Senior Design

senior design students participating in a kinetic sculpture race in Baltimore

The mechanical engineering curriculum immerses our students in hands-on learning via projects throughout their degree, culminating in the hallmark senior design experience. Students apply the department’s humanistic approach to engineering problem solving as they identify, formulate, and address problems whose solutions have the potential for societal impact within economic, safety, reliability, and ethical constraints.

Example Projects

Duke students stand with U.S. military personnel

Automatic Radio Frequency Transcription and Translation at the Edge (ARFTT)

82nd Airborne Division

Design a portable system used by soldiers during battlefield operations that automatically picks up radio transmissions, transcribes them to text, and if necessary, translates the text to English in real time. This includes radio signal interception, message transcription and translation, use of software defined radio, and a physical display of messages.

students demonstrate UAV

Autonomous Water Sampling Payload for a Water-based UAV

Duke Marine Lab

Design an autonomous water sampling device that is capable of sampling water from multiple locations in a single mission without compromising the sterility of the samples, to test these samples for pollutants and hazardous materials.

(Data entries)
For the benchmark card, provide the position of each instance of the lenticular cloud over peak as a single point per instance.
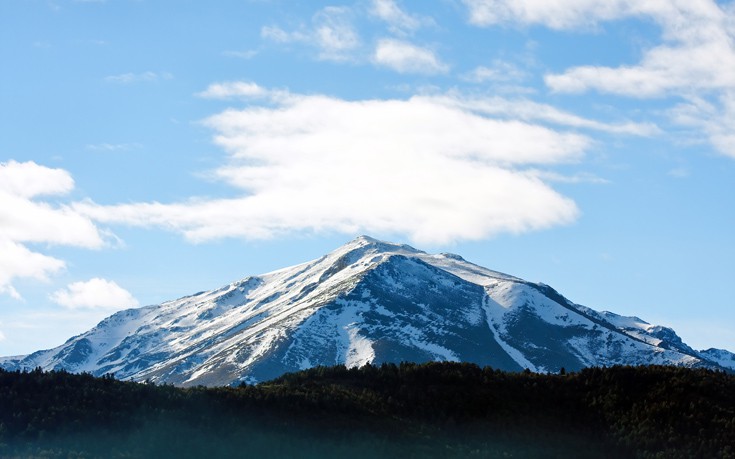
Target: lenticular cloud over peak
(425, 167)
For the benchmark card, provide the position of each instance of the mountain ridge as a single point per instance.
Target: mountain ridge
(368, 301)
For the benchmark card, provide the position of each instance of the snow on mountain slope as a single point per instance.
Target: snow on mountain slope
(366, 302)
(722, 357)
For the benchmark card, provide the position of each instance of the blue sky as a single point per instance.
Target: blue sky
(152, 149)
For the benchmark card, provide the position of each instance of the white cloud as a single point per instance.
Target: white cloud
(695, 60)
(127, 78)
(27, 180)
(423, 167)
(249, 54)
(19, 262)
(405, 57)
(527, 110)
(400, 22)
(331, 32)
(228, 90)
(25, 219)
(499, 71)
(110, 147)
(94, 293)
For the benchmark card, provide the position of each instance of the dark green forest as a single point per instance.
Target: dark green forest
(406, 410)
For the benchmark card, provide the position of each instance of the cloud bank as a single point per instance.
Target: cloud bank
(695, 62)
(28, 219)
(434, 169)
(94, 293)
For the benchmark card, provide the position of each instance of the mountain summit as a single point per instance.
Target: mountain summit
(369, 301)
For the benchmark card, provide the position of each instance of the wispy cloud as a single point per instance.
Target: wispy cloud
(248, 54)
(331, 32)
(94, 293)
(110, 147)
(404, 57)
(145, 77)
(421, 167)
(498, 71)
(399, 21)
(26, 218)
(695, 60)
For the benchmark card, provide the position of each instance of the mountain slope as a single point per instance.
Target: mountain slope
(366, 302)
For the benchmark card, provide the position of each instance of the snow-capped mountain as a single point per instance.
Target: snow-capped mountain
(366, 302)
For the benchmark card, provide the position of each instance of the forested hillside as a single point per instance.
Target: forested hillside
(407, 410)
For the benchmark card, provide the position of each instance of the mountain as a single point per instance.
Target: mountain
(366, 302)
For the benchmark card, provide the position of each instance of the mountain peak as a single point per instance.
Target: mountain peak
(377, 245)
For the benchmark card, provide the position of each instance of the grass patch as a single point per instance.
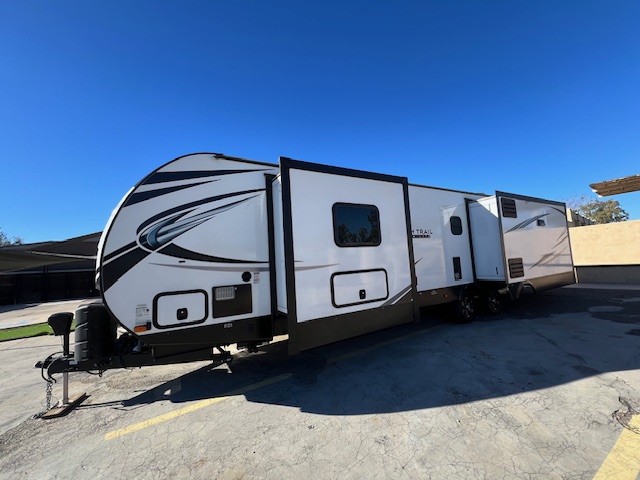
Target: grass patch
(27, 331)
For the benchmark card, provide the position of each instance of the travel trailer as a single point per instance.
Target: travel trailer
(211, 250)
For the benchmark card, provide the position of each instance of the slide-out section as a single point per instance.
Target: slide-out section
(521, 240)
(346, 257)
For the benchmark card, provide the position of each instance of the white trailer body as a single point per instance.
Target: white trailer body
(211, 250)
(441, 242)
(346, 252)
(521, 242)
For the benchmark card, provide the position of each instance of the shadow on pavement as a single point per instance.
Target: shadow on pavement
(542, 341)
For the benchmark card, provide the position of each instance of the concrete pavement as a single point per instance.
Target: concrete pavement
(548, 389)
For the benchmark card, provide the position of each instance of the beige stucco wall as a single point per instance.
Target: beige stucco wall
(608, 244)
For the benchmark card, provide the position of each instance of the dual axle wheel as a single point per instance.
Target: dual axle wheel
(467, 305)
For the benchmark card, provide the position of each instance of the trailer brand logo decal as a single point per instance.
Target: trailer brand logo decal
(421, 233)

*What you should do*
In the senior design text above, rewrite the paragraph beginning "Design a portable system used by soldiers" as a bulleted list that keeps its main facts.

*Result below*
- Purpose: a portable system for soldiers to use during battlefield operations
- Automatically picks up radio transmissions
- Transcribes them to text
- Translates the text to English in real time when necessary
- Covers radio signal interception, message transcription and translation, use of software defined radio, and a physical display of messages